Rich Howe Profile picture
Apr 3 22 tweets 4 min read
In “You can be a Stock Market Genius”, Joel Greenblatt explains special situations to the individual investor.

Special Situations is his field of expertise and he’s known for his investments in that area like no one else.

Here’s a summary of the Key Points 👇🏼
1. Diversification

Six to eight stocks.

That’s the portfolio size that offers reasonable diversification without sacrificing returns.

This is based on the assumption that the stock themself are not in the same industry or heavily correlated otherwise.
One has to keep in mind that investing in special situations requires a lot of research.

Owning more than eight companies makes it impossible to keep track of everything inside a company.

And without that research, the investments get a lot riskier.
2. Pick your Spots

Special situations also require special knowledge.

Without strong expertise in accounting and a willingness to dig deep, finding opportunities will be impossible.

Understanding all special situations equally well is rare.

Thus, focus on one or two.
3. Special Situations - 3.1 Spin Offs

When a company separates a subdivision or part of a subdivision and makes it an independent company, we have a spinoff.

Historically, both the spun-off company and the parent company outperform the market quite significantly.
The parent company outperforms because it got rid of a part of a business that underperformed.

The spinoff outperforms because of two reasons.

1. Depressed prices

And

2. Operational Freedom
Depressed Prices:

Nobody really wants to own the spinoff.
Investors wanted to own shares of the parent company, not some subdivision.

The same goes for institutions. They also have investing requirements that prevent them from owning companies below a certain market cap.
This circumstance creates selling pressing and, therefore, depressed prices of the spin-off.

Operational Freedom:

Besides management changes and restructuring, the independent company has a newly won operational independence and, also, pressure.

## TASK INSTRUCTIONS
(1) In the Greenblatt summary, what portfolio size gives reasonable diversification without sacrificing returns?
(2) Return the part of the Greenblatt summary that opens with the words containing "Owning more than" and closes with "a lot riskier.", copied word for word.
(3) Write the next part of the Greenblatt summary, picking up after its final sentence about operational freedom.

## SUPPLIED MATERIAL
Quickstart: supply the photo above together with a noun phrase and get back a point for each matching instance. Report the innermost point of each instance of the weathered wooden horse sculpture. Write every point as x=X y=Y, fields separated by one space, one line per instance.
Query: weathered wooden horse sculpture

## RESULTS FOR EACH TASK
(1) Six to eight stocks.

(2)
Owning more than eight companies makes it impossible to keep track of everything inside a company.

And without that research, the investments get a lot riskier.

(3)
It’s not a small and hidden away subdivision but an individual company that has to perform to stay alive.

These new incentives cause the spinoff to produce much better operating performance than before.
3.2 Risk Arbitrage

Risk arbitrage describes the process of buying a company that is subject to an announced merger.

Investors speculate that the takeover goes through and buy the stock.

The difference between their buy-in and the premium paid by the acquirer is their return.
There are two main risks with this type of deal.

First, the takeover never happens.

There are many reasons that prevent such takeovers from going through.

If that’s the case, the stock price mostly decreases to old levels and your money is lost.
Second, the takeover takes a lot longer than initially planned.

Again, there are many reasons this could happen.

If it does happen, it is accompanied by opportunity costs.

You might have parked your money in this trade for a year and end up with a 10% return.
This is not necessarily bad, but in recent years, this would’ve underperformed most broad indices.
3.3 Merger Securities

Most merger transactions are paid in cash and stock.

But if there is not enough cash or the company doesn’t want to issue more stock, special merger securities can be used.

These can be all kinds of things, for example, a bond.
Just like spinoffs, special merger securities are subject to a lot of selling pressure.

The majority of investors in a stock isn’t interested in receiving some sort of bond or other security.

Same goes for institutions.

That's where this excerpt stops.